* start Text segment *

The next stop is Game 3 at Fenway Park on Monday (6 p.m. ET on TBS), where the Red Sox -- who entered as the overwhelming favorites to win this series, according the postseason prognosticators -- will try to dig out of an 0-2 hole. Much of the credit is due to Francona, whose savvy decision-making has helped the Indians earn two remarkable wins.
In Game 1 on Thursday night, Francona's creative handling of the bullpen -- highlighted by bringing leverage weapon Andrew Miller in during the fifth inning -- set up a dramatic 5-4 victory. In Game 2, Francona's decision to hold ace Corey Kluber back one day paid off with seven shutout innings. And, the manager's move to put Chisenhall in the lineup against the lefty netted a stadium-shaking homer.
Francona handled the early success in his typical self-deprecating fashion.
"Sometimes," he said, "good players make you look smarter than you probably are."
The game's lineup sheet was taped to a blue-painted wall around the corner of the home clubhouse prior to Friday's game. Chisenhall's inclusion -- in right field and in the eighth spot -- immediately jumped out, given that the left-handed Price was on the mound. Chisenhall has been a productive hitter all season long, but only 12 percent of his plate appearances came against southpaws.
During the regular season, Chisenhall hit .217 with a .642 OPS against lefties, compared to a .295 average and .784 OPS against right-handers. While Francona has never treated Chisenhall as a strict platoon player, he has maximized the outfielder's production by picking his spots.

* end Text segment *

▸ **Challenges**
A – Revise the baseball article between "The next stop" and "typical self-deprecating fashion.", inclusive, putting "relief corps" in place of "bullpen".
B – In the baseball article, what batting average and OPS did Chisenhall post against lefties during the regular season?
The items that follow the article come from a separate source.

* start Extracted material *

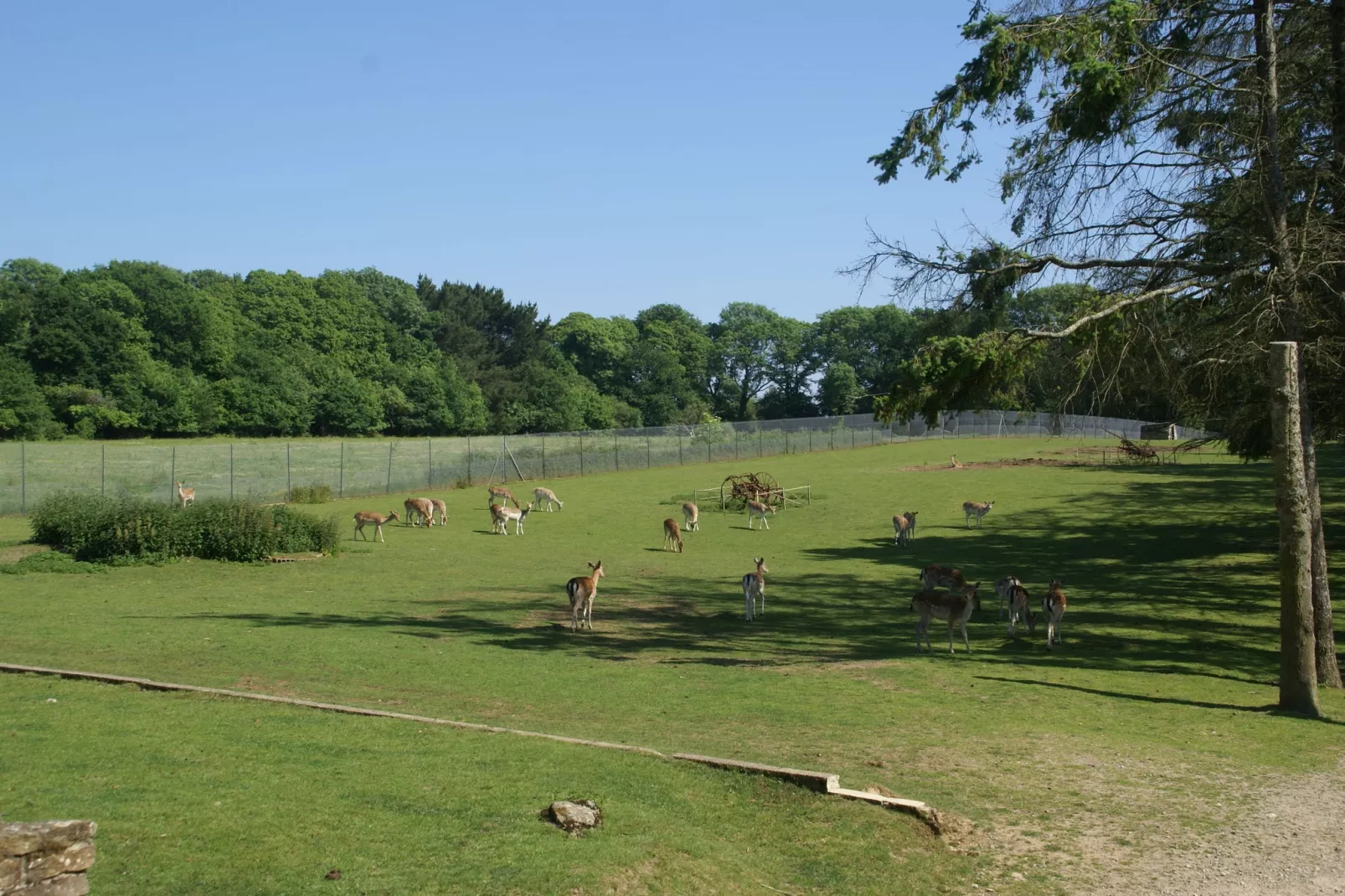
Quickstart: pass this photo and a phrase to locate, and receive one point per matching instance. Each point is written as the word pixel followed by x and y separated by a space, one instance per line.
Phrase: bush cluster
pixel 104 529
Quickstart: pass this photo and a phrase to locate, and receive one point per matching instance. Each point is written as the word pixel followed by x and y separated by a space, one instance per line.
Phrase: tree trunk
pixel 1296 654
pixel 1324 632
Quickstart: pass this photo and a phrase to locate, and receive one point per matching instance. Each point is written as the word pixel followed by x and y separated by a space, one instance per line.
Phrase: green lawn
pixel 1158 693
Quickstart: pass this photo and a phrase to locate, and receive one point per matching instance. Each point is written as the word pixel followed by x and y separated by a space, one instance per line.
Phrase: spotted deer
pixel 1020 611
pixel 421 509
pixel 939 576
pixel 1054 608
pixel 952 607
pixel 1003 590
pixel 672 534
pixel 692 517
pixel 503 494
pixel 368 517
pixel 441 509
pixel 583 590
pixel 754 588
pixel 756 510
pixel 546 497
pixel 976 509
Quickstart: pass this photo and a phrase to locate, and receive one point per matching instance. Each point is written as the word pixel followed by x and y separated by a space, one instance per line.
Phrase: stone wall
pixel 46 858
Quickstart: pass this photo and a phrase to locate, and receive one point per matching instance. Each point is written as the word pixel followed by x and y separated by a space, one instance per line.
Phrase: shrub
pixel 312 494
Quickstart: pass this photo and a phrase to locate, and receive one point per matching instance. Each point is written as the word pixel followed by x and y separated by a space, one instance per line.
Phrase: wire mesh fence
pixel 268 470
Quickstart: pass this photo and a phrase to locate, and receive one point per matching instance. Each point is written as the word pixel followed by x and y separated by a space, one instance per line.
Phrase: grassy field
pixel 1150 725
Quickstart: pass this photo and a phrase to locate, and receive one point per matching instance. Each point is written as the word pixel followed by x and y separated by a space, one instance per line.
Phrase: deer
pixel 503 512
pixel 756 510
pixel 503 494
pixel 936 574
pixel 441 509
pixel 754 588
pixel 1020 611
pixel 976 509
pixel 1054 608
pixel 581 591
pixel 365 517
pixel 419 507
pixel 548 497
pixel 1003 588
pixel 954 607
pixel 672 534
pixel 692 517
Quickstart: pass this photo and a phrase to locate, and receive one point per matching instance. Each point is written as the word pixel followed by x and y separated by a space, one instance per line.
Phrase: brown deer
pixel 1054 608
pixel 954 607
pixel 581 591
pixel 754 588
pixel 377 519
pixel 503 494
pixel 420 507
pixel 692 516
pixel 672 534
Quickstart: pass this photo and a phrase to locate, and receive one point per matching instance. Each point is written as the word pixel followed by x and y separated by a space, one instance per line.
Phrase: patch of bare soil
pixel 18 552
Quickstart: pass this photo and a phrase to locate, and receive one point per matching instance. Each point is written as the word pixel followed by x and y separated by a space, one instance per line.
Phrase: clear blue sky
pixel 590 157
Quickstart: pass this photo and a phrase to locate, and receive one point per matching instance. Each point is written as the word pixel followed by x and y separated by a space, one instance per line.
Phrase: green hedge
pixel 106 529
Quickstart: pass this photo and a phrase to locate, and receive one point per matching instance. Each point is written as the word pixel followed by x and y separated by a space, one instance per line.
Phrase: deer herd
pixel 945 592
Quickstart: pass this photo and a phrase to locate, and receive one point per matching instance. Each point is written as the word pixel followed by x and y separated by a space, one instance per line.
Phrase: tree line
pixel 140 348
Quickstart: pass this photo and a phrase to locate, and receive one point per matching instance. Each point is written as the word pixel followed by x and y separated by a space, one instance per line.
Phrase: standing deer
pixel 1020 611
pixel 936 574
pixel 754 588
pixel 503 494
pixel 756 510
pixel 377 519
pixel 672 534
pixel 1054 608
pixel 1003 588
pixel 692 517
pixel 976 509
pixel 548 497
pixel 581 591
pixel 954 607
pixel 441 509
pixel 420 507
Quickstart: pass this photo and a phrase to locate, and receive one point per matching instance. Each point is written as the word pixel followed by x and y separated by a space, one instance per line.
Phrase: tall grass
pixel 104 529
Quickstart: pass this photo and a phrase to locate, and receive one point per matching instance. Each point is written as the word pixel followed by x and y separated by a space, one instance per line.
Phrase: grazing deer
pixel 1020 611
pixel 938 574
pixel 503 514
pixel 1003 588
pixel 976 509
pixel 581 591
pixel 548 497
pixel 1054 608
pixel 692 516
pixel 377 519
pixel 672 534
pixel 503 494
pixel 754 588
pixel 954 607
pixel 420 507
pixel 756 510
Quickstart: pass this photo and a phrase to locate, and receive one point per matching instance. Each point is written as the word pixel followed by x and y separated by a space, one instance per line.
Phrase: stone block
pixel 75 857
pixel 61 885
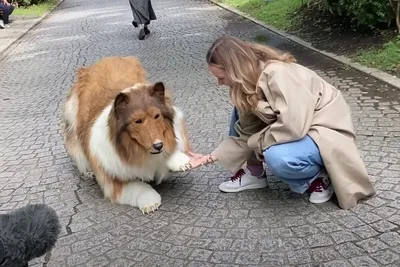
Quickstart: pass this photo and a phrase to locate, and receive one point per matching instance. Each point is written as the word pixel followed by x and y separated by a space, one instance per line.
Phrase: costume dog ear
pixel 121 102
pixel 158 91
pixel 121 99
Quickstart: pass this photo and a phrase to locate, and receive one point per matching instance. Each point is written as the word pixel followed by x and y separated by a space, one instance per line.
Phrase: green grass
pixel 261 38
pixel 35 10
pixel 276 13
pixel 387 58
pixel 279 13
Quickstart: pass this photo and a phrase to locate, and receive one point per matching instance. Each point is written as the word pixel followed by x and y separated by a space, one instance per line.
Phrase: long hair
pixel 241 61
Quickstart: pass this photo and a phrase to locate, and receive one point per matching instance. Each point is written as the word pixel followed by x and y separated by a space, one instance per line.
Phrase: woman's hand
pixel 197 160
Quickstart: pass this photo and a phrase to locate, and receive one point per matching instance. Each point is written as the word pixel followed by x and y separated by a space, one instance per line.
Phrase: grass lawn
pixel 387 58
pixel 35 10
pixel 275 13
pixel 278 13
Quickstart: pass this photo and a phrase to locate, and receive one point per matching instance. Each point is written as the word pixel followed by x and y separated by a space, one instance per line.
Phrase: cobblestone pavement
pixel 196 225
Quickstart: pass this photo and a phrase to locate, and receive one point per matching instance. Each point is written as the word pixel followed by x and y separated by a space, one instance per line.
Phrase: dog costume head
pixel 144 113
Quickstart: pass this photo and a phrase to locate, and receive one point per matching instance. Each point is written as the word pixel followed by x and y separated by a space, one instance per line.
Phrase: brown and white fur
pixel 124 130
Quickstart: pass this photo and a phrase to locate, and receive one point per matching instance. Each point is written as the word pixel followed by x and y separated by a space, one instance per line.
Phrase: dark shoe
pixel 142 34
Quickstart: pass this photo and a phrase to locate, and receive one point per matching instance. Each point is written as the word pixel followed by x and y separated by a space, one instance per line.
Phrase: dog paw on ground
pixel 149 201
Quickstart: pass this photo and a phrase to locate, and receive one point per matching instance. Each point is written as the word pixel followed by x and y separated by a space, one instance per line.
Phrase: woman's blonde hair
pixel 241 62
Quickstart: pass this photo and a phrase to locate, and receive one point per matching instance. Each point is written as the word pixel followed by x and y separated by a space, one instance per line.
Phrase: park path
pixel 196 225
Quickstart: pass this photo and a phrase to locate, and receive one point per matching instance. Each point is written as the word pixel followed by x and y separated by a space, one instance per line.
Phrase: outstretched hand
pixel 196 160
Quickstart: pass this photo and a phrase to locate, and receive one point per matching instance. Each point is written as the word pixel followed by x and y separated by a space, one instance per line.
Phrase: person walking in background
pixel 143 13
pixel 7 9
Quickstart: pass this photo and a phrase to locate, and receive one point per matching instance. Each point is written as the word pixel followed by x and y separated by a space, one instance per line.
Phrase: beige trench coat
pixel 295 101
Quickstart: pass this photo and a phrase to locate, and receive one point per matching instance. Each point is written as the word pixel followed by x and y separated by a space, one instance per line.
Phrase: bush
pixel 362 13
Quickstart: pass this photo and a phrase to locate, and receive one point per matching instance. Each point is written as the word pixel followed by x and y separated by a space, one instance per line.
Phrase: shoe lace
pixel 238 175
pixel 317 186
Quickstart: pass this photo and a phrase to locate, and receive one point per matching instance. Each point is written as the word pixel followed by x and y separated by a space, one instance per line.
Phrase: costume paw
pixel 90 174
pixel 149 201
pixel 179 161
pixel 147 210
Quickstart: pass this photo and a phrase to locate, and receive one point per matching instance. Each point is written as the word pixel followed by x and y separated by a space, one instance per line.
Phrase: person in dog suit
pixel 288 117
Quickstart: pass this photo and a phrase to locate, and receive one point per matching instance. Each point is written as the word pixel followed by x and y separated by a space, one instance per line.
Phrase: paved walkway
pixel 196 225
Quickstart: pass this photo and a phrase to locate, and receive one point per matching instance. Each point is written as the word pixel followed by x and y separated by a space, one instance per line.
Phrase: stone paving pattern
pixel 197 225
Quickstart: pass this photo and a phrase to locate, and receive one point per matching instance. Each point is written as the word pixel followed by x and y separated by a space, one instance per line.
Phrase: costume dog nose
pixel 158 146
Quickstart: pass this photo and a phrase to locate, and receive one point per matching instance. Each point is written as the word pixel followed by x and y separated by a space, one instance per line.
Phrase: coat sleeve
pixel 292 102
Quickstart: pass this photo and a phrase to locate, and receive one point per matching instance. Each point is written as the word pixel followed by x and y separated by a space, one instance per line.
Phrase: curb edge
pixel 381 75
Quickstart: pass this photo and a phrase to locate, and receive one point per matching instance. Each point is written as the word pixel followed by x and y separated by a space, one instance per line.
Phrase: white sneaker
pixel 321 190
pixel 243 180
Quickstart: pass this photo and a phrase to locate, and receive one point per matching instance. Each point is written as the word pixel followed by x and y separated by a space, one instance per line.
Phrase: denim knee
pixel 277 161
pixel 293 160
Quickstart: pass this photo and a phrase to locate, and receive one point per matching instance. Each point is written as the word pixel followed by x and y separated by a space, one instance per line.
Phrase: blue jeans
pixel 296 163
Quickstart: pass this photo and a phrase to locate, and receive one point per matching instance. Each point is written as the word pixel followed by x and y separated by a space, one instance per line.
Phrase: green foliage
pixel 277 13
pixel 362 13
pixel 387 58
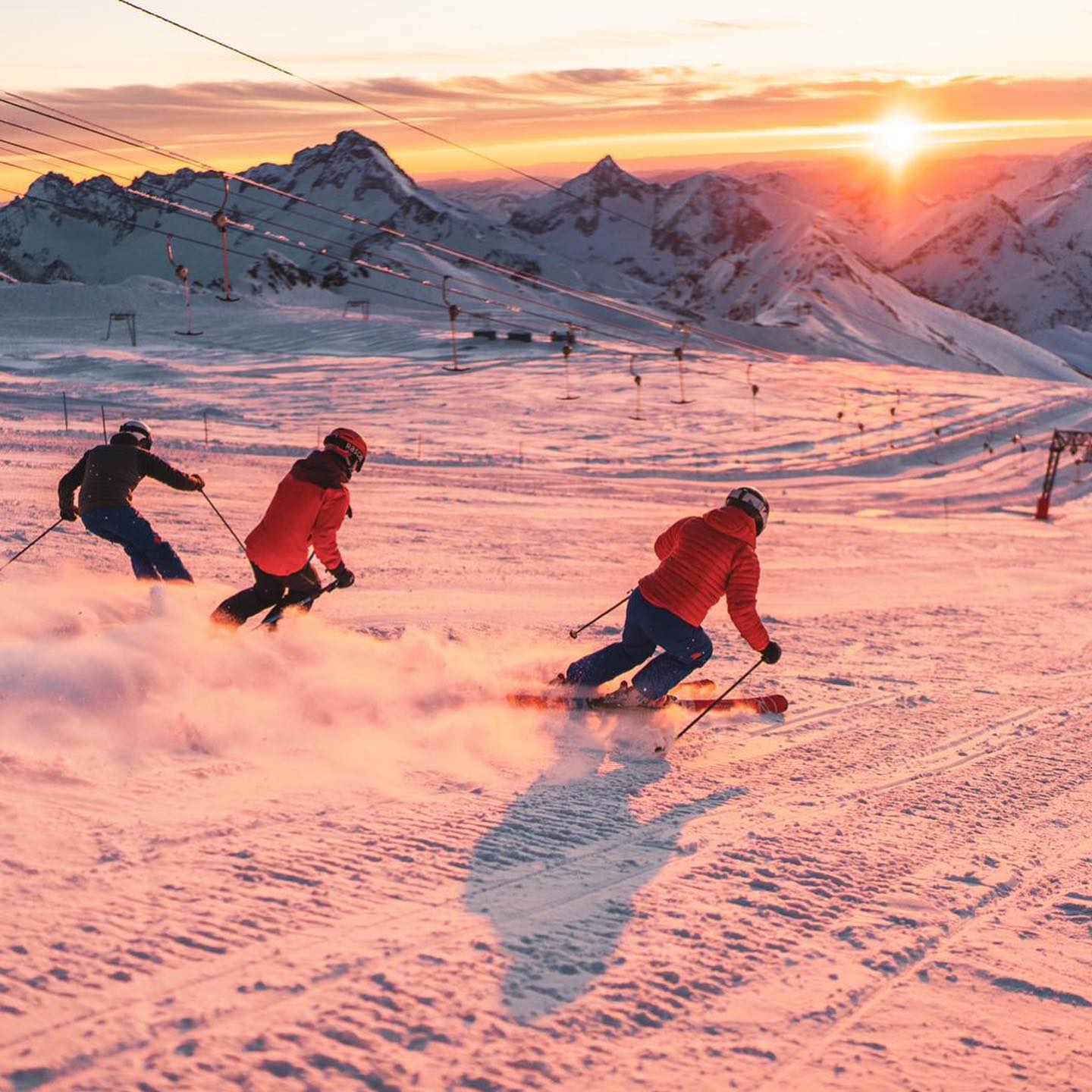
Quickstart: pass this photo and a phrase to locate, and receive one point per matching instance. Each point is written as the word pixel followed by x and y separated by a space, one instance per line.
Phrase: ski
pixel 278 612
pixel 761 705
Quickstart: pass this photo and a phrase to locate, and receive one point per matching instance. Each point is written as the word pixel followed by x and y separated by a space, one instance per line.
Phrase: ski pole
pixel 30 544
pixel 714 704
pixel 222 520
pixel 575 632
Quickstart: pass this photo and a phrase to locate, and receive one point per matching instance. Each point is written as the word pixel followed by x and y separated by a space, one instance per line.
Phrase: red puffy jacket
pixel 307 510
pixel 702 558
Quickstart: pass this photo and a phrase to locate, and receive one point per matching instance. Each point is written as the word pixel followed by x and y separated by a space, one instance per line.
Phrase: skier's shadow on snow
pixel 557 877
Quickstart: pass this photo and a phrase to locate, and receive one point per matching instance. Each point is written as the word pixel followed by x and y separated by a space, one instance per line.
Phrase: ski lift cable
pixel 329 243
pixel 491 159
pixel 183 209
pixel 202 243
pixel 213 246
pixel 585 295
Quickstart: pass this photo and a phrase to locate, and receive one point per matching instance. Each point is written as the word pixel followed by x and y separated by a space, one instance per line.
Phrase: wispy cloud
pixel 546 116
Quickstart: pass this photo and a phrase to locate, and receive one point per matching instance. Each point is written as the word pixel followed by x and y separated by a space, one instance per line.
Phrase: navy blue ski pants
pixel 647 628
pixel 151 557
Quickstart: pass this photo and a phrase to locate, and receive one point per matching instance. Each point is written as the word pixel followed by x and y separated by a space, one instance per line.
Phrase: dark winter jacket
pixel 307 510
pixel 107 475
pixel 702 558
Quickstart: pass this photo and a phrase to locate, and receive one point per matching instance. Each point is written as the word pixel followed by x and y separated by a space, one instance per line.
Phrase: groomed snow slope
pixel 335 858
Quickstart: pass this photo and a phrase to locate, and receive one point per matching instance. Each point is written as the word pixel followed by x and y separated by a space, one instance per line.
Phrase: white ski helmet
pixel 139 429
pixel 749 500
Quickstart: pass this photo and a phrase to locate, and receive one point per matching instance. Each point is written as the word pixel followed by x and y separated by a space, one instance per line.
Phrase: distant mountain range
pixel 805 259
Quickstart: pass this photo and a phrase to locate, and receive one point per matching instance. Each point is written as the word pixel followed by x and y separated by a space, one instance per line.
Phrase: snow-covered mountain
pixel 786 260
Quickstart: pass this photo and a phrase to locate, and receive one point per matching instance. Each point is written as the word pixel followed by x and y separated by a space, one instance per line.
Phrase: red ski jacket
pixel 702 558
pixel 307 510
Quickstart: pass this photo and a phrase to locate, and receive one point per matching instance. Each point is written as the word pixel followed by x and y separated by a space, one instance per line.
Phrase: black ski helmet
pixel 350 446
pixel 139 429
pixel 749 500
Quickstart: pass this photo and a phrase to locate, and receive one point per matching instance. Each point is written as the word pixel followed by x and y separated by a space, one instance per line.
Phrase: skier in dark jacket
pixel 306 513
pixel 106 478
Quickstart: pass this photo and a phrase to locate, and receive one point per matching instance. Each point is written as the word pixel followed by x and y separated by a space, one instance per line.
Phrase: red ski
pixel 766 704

* end Extracted material *

▸ **Answers for the tasks**
A –
The next stop is Game 3 at Fenway Park on Monday (6 p.m. ET on TBS), where the Red Sox -- who entered as the overwhelming favorites to win this series, according the postseason prognosticators -- will try to dig out of an 0-2 hole. Much of the credit is due to Francona, whose savvy decision-making has helped the Indians earn two remarkable wins.
In Game 1 on Thursday night, Francona's creative handling of the relief corps -- highlighted by bringing leverage weapon Andrew Miller in during the fifth inning -- set up a dramatic 5-4 victory. In Game 2, Francona's decision to hold ace Corey Kluber back one day paid off with seven shutout innings. And, the manager's move to put Chisenhall in the lineup against the lefty netted a stadium-shaking homer.
Francona handled the early success in his typical self-deprecating fashion.

B – He hit .217 with a .642 OPS against lefties.